- **Exercise prompt**: All of the data below is to be returned unaltered.

- **Source records**:
==========
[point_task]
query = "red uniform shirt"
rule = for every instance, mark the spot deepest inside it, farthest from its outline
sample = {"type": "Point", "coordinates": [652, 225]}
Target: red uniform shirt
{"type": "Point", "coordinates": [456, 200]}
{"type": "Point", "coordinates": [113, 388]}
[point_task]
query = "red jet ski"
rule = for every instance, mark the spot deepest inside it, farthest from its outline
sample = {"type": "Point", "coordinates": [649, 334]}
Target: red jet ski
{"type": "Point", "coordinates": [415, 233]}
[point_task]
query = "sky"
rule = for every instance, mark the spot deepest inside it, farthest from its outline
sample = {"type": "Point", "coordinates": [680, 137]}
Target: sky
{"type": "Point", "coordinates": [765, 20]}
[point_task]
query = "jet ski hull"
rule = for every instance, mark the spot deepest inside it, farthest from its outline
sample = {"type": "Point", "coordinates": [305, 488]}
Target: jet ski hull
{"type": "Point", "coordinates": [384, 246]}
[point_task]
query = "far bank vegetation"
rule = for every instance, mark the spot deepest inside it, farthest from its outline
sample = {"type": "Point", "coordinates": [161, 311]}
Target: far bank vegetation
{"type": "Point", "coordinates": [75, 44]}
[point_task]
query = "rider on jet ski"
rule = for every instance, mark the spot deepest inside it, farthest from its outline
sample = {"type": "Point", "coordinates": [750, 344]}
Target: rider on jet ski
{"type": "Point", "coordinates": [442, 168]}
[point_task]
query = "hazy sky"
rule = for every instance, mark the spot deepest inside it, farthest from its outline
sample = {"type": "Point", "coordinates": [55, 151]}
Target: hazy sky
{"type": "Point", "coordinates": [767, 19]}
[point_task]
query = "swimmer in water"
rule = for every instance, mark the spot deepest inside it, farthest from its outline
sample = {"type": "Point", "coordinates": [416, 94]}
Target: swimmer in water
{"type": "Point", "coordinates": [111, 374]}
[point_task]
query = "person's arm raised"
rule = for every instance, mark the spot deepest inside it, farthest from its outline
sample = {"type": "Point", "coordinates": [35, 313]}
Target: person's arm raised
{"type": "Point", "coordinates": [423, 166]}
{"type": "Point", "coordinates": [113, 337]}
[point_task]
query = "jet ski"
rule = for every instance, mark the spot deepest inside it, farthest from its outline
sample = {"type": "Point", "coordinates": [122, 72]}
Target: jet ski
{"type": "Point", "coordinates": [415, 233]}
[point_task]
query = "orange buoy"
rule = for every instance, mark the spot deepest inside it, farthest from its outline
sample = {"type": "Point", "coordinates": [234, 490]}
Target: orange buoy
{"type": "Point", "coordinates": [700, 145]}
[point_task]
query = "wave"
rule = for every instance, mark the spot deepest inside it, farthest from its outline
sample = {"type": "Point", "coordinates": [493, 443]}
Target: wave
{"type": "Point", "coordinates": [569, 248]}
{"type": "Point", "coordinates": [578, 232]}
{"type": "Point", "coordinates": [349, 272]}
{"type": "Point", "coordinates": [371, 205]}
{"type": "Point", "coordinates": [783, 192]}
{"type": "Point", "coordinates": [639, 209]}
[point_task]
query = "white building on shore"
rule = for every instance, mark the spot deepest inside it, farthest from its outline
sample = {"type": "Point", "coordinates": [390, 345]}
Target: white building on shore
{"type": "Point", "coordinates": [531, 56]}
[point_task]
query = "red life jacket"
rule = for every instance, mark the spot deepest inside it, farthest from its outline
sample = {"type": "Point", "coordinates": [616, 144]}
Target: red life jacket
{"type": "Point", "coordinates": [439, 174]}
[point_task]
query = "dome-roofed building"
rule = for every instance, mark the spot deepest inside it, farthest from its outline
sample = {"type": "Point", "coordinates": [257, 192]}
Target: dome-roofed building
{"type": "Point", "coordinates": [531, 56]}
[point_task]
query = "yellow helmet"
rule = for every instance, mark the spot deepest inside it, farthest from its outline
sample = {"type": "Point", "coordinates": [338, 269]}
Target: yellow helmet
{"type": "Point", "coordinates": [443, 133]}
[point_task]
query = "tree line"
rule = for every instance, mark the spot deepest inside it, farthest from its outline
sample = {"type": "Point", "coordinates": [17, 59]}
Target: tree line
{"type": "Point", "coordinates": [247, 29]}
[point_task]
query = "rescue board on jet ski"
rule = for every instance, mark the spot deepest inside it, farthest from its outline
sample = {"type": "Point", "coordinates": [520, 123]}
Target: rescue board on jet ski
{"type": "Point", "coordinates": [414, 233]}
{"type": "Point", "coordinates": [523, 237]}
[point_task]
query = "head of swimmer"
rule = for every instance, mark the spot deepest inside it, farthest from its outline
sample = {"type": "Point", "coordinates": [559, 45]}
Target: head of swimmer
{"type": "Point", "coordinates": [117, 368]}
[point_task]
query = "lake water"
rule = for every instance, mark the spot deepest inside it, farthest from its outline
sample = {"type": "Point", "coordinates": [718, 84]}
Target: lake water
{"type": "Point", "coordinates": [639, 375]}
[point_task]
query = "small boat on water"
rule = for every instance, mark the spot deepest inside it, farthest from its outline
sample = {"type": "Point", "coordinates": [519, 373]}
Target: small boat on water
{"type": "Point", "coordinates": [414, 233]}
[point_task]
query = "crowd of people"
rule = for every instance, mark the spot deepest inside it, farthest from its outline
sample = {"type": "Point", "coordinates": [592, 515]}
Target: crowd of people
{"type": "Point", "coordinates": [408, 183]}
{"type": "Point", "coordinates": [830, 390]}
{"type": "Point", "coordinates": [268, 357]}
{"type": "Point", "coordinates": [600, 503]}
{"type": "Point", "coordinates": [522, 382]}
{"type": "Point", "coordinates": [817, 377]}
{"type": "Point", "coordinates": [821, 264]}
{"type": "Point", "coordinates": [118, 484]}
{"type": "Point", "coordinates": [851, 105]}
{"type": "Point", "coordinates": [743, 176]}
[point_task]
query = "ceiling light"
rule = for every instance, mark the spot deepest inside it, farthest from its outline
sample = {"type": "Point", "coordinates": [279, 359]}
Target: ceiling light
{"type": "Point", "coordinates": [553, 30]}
==========
- **Output for this task**:
[point_task]
query = "red uniform shirt"
rule = for every instance, mark the spot deepest inside it, farthest from its outline
sample = {"type": "Point", "coordinates": [652, 225]}
Target: red uniform shirt
{"type": "Point", "coordinates": [456, 200]}
{"type": "Point", "coordinates": [113, 388]}
[point_task]
query = "red jet ski"
rule = for every instance, mark the spot deepest inside it, farthest from its outline
sample = {"type": "Point", "coordinates": [649, 334]}
Target: red jet ski
{"type": "Point", "coordinates": [415, 233]}
[point_task]
query = "sky"
rule = for every instance, mark the spot deepest inside it, farthest from its outline
sample = {"type": "Point", "coordinates": [680, 137]}
Target: sky
{"type": "Point", "coordinates": [765, 20]}
[point_task]
query = "jet ski hull"
rule = for every instance, mark the spot deepest inside it, farthest from its outline
sample = {"type": "Point", "coordinates": [305, 488]}
Target: jet ski hull
{"type": "Point", "coordinates": [384, 246]}
[point_task]
query = "far bank vegetation"
rule = for every instance, mark the spot deepest inside it, farthest from its outline
sample = {"type": "Point", "coordinates": [161, 311]}
Target: far bank vegetation
{"type": "Point", "coordinates": [75, 44]}
[point_task]
query = "rider on jet ski"
rule = for every instance, mark the spot deepest inside it, farthest from its outline
sample = {"type": "Point", "coordinates": [750, 344]}
Target: rider on jet ski
{"type": "Point", "coordinates": [442, 168]}
[point_task]
query = "hazy sky"
rule = for every instance, mark the spot deepest inside it, farthest from its outline
sample = {"type": "Point", "coordinates": [55, 151]}
Target: hazy sky
{"type": "Point", "coordinates": [767, 19]}
[point_task]
query = "swimmer in water"
rule = for every instance, mark the spot deepest inside it, farthest from its outline
sample = {"type": "Point", "coordinates": [416, 94]}
Target: swimmer in water
{"type": "Point", "coordinates": [111, 374]}
[point_task]
query = "person's arm raised"
rule = for every instance, mark the spot deepest inside it, farthest from its outline
sample = {"type": "Point", "coordinates": [35, 313]}
Target: person's arm raised
{"type": "Point", "coordinates": [423, 166]}
{"type": "Point", "coordinates": [113, 337]}
[point_task]
query = "jet ski"
rule = for every instance, mark the spot deepest inside it, farthest from its outline
sample = {"type": "Point", "coordinates": [122, 72]}
Target: jet ski
{"type": "Point", "coordinates": [415, 233]}
[point_task]
query = "orange buoy"
rule = for every instance, mark the spot deepest inside it, farthest from its outline
sample = {"type": "Point", "coordinates": [234, 490]}
Target: orange buoy
{"type": "Point", "coordinates": [700, 145]}
[point_task]
query = "wave"
rule = for every instance, mark the spot deepest inside it, farthest from its outline
sample = {"type": "Point", "coordinates": [493, 443]}
Target: wave
{"type": "Point", "coordinates": [569, 248]}
{"type": "Point", "coordinates": [578, 232]}
{"type": "Point", "coordinates": [349, 272]}
{"type": "Point", "coordinates": [371, 205]}
{"type": "Point", "coordinates": [783, 192]}
{"type": "Point", "coordinates": [639, 209]}
[point_task]
query = "white building on shore"
rule = for every instance, mark the spot deepest inside it, farthest from its outline
sample = {"type": "Point", "coordinates": [390, 345]}
Target: white building on shore
{"type": "Point", "coordinates": [531, 56]}
[point_task]
query = "red life jacket"
rule = for every instance, mark the spot deepest inside it, farthest from its outline
sample = {"type": "Point", "coordinates": [616, 144]}
Target: red life jacket
{"type": "Point", "coordinates": [439, 174]}
[point_task]
query = "dome-roofed building"
rule = for every instance, mark the spot deepest inside it, farthest from its outline
sample = {"type": "Point", "coordinates": [257, 192]}
Target: dome-roofed building
{"type": "Point", "coordinates": [531, 56]}
[point_task]
query = "yellow helmet"
rule = for every instance, mark the spot deepest inside it, farthest from its outline
sample = {"type": "Point", "coordinates": [338, 269]}
Target: yellow helmet
{"type": "Point", "coordinates": [443, 133]}
[point_task]
query = "tree line"
rule = for every instance, mark the spot deepest inside it, farthest from its outline
sample = {"type": "Point", "coordinates": [17, 59]}
Target: tree line
{"type": "Point", "coordinates": [247, 29]}
[point_task]
query = "rescue board on jet ski"
rule = for every instance, mark the spot deepest inside it, farthest from its outline
sample = {"type": "Point", "coordinates": [520, 123]}
Target: rescue board on jet ski
{"type": "Point", "coordinates": [414, 233]}
{"type": "Point", "coordinates": [523, 237]}
[point_task]
query = "head of swimmer"
rule = for every instance, mark the spot deepest inside it, farthest from its outline
sample = {"type": "Point", "coordinates": [559, 45]}
Target: head of swimmer
{"type": "Point", "coordinates": [117, 368]}
[point_task]
query = "lake water"
rule = for every instance, mark the spot deepest inside it, farthest from its outline
sample = {"type": "Point", "coordinates": [718, 84]}
Target: lake water
{"type": "Point", "coordinates": [639, 375]}
[point_task]
query = "small boat on water"
rule = for every instance, mark the spot deepest inside it, farthest from its outline
sample = {"type": "Point", "coordinates": [519, 373]}
Target: small boat on water
{"type": "Point", "coordinates": [414, 233]}
[point_task]
query = "crowd of people"
rule = for every instance, mark the spot deepest inside it, farthest from its outline
sample = {"type": "Point", "coordinates": [592, 515]}
Target: crowd of people
{"type": "Point", "coordinates": [408, 183]}
{"type": "Point", "coordinates": [830, 390]}
{"type": "Point", "coordinates": [268, 357]}
{"type": "Point", "coordinates": [600, 503]}
{"type": "Point", "coordinates": [522, 382]}
{"type": "Point", "coordinates": [817, 377]}
{"type": "Point", "coordinates": [821, 264]}
{"type": "Point", "coordinates": [118, 484]}
{"type": "Point", "coordinates": [851, 105]}
{"type": "Point", "coordinates": [743, 176]}
[point_task]
query = "ceiling light"
rule = for every instance, mark the spot deepest inside it, farthest from its outline
sample = {"type": "Point", "coordinates": [279, 359]}
Target: ceiling light
{"type": "Point", "coordinates": [553, 30]}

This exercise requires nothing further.